• WORK TO COMPLETE
Give the data below again, word for word.

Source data
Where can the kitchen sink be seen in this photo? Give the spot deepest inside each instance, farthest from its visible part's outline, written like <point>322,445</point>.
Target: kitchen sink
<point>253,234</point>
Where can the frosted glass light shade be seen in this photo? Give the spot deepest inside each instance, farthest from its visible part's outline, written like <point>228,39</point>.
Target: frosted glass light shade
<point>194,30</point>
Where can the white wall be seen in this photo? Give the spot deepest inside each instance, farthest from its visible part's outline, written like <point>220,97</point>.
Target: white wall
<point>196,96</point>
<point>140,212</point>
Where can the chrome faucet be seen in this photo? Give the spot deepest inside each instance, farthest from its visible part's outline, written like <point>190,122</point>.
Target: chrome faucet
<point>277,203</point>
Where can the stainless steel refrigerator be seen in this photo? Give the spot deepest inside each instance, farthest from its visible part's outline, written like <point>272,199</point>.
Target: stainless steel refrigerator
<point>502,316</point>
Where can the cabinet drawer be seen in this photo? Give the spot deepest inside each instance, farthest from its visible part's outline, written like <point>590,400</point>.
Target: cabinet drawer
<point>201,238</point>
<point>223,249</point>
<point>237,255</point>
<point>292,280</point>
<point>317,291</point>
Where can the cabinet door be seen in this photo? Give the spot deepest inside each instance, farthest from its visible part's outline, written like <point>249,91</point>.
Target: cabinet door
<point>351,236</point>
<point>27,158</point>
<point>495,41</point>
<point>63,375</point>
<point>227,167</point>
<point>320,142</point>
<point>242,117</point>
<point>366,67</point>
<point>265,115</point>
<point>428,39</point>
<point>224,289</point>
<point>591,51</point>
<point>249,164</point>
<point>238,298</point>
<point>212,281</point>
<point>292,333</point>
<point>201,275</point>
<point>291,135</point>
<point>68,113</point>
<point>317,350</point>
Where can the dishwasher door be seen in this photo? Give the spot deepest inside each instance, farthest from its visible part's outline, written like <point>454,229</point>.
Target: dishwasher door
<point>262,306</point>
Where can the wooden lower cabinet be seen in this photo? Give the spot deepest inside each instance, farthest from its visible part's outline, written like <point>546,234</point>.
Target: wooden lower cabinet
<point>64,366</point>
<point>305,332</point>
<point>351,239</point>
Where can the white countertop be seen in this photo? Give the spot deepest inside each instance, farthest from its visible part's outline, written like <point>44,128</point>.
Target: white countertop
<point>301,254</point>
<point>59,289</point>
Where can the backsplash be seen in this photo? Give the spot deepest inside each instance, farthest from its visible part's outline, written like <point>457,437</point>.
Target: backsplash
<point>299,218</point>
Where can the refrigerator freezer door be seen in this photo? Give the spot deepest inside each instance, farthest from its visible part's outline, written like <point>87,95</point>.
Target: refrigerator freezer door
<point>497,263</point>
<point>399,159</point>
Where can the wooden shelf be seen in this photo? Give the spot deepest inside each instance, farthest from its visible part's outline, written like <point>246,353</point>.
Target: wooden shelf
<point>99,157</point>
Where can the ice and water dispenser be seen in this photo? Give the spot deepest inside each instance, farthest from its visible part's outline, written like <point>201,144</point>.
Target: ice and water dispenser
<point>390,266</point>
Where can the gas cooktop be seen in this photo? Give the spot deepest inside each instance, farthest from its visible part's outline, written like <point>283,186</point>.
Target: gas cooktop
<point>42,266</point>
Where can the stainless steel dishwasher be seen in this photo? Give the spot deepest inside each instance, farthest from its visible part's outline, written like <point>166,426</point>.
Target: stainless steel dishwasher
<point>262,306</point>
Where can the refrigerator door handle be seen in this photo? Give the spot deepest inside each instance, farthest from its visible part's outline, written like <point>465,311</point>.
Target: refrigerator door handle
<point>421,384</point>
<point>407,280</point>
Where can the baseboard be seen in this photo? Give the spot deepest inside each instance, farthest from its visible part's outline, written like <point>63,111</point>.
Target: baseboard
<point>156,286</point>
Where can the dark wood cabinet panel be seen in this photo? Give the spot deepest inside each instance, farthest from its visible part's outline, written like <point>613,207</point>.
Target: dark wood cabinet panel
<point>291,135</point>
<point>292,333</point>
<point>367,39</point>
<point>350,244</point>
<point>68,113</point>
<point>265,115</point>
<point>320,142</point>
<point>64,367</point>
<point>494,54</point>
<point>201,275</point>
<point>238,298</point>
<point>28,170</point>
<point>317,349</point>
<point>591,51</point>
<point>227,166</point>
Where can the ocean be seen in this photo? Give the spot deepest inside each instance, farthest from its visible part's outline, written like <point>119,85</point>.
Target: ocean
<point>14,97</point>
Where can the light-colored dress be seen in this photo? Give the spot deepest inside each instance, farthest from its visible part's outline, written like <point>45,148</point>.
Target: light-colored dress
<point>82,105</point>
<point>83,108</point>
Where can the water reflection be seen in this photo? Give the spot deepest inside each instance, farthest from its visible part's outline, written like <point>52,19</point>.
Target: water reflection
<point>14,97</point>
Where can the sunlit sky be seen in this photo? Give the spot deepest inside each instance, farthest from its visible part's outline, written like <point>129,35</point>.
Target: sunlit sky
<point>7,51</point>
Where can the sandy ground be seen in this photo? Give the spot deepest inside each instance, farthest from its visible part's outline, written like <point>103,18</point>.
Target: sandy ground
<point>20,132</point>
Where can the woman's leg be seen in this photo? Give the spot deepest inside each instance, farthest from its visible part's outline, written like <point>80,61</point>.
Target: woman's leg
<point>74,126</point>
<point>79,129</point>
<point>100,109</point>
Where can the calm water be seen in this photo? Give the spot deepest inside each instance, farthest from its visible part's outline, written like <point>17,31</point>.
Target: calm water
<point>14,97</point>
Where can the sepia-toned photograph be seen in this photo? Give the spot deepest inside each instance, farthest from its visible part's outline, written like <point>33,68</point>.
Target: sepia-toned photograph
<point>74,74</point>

• WRITTEN SOLUTION
Where can the kitchen sink be seen in this photo? Give the spot deepest inside each instance, farthest from its visible part's outline, written like <point>322,445</point>.
Target: kitchen sink
<point>253,234</point>
Where can the frosted glass light shade be seen in this photo? Give the spot deepest inside each instance, farthest from its visible part's outline, written like <point>228,39</point>.
Target: frosted glass light shade
<point>194,30</point>
Where can the white wall be seen in this photo? Give the spot deepest inside each instance, farthest from its visible part's outline, written like <point>220,97</point>.
Target: white wall
<point>196,96</point>
<point>140,212</point>
Where can the chrome faucet be seen in this photo? Give the spot deepest inside each instance, farthest from its visible part's outline, written like <point>190,122</point>.
Target: chrome faucet
<point>277,203</point>
Where can the stainless steel refrigerator be seen in this photo? Give the spot deepest inside each instance, farthest from its visible part's outline, written like <point>272,199</point>.
Target: stainless steel refrigerator
<point>502,316</point>
Where can the cabinet drawer be seen in this photo? Give the spot deepest inside each instance, farthest from its visible part's outline, written like <point>590,400</point>.
Target: cabinet drawer
<point>201,238</point>
<point>223,249</point>
<point>237,255</point>
<point>292,280</point>
<point>317,291</point>
Where can the cabinet door be seen in this photo? Give the spot deepest inside each instance, farthest from its visible part's outline, written like <point>249,91</point>.
Target: cabinet door
<point>351,236</point>
<point>27,158</point>
<point>495,41</point>
<point>63,375</point>
<point>227,167</point>
<point>320,142</point>
<point>242,117</point>
<point>366,67</point>
<point>265,115</point>
<point>428,39</point>
<point>224,289</point>
<point>591,51</point>
<point>249,164</point>
<point>238,298</point>
<point>212,281</point>
<point>292,333</point>
<point>201,275</point>
<point>291,135</point>
<point>68,113</point>
<point>317,350</point>
Where can the dishwasher door be seen in this photo? Give the spot deepest inside each instance, farthest from its visible part's outline, written like <point>454,229</point>.
Target: dishwasher door
<point>262,306</point>
Where can the wooden lower cabinet be seen in this photo? Give the spot deepest inside each instance, farthest from its visible part's outline, written like <point>546,234</point>.
Target: wooden lower cabinet
<point>64,366</point>
<point>305,332</point>
<point>351,239</point>
Where can the white countertop be seen in this photo? Give the spot deepest inside each instance, farthest from its visible part's outline, written like <point>44,128</point>.
Target: white countertop
<point>301,254</point>
<point>59,289</point>
Where can the backsplash be seen in this photo? Give the spot deepest inside each instance, farthest from its visible part's outline, written like <point>457,437</point>.
Target: backsplash
<point>299,218</point>
Where can the refrigerator freezer door be seen in this photo? Give the spot deepest inside each instance, farthest from its visible part's outline, written like <point>87,95</point>.
Target: refrigerator freezer door
<point>497,263</point>
<point>399,159</point>
Where can the wooden shelf be seen in this photo? Give the spot deepest inside each instance, farthest from its visible part's outline, written like <point>246,353</point>.
Target: wooden shelf
<point>99,157</point>
Where can the ice and water dispenser be seen in this photo? Give the spot deepest inside each instance, farthest from its visible part's outline, written like <point>201,144</point>.
Target: ice and water dispenser
<point>390,266</point>
Where can the gas cooktop be seen in this photo? Give the spot deepest inside each instance, farthest from its visible part's outline, written like <point>283,186</point>.
Target: gas cooktop
<point>42,266</point>
Where can the stainless steel dishwasher be seen in this photo? Give the spot deepest inside each instance, farthest from its visible part's outline, written like <point>166,426</point>.
Target: stainless steel dishwasher
<point>262,306</point>
Where can the refrigerator door handle be seen in this photo? Give the spot deepest inside each instance, farthest from its visible part's outline, written like <point>465,311</point>.
Target: refrigerator door handle
<point>421,384</point>
<point>407,280</point>
Where can the baseboard be seen in this photo? Give the spot deepest inside each instance, farthest from its visible part's outline, written like <point>63,111</point>.
Target: baseboard
<point>156,286</point>
Where can the dark wood cabinet panel be seen in this photo? Give the spot deepest inside each instance, farthest from its visible part's outline, written like <point>613,207</point>.
Target: dark wood cabinet panel
<point>291,135</point>
<point>292,333</point>
<point>367,39</point>
<point>350,244</point>
<point>68,113</point>
<point>265,115</point>
<point>320,142</point>
<point>64,367</point>
<point>494,54</point>
<point>201,275</point>
<point>238,298</point>
<point>28,170</point>
<point>317,349</point>
<point>591,51</point>
<point>227,166</point>
Where can the ocean be seen in this photo? Give the spot deepest inside each instance, farthest from its visible part's outline, written like <point>119,85</point>.
Target: ocean
<point>14,97</point>
Where can the light-colored dress be seen in this photo? Give the spot deepest inside each instance, farthest from its visible part's outline, written like <point>45,148</point>.
Target: light-colored dress
<point>82,105</point>
<point>83,108</point>
Where can the water reflection be seen in this photo? Give the spot deepest inside each instance, farthest from its visible part's outline, written like <point>52,19</point>.
Target: water reflection
<point>14,97</point>
Where can the sunlit sky be seen in this photo? Give the spot deepest inside each instance, farthest from its visible part's outline, written like <point>129,35</point>.
Target: sunlit sky
<point>7,51</point>
Where can the sandy ground be seen in this photo? Give the spot deepest inside each instance, farthest from its visible part's outline, written like <point>103,18</point>.
Target: sandy ground
<point>20,132</point>
Where can the woman's leg be seen in this photo? Give the spot deepest inside each instance, farthest from its visible part's outline, written like <point>80,61</point>.
Target: woman's leg
<point>74,126</point>
<point>79,129</point>
<point>100,109</point>
Where can the calm water be seen in this photo? Give the spot deepest inside each instance, farthest from its visible part's outline, written like <point>17,31</point>.
Target: calm water
<point>14,97</point>
Where can the sepia-toned photograph be seen in this photo? Give the spot deepest inside each instance, farthest from its visible part's outline, written like <point>33,68</point>.
Target: sepia-toned photograph
<point>74,74</point>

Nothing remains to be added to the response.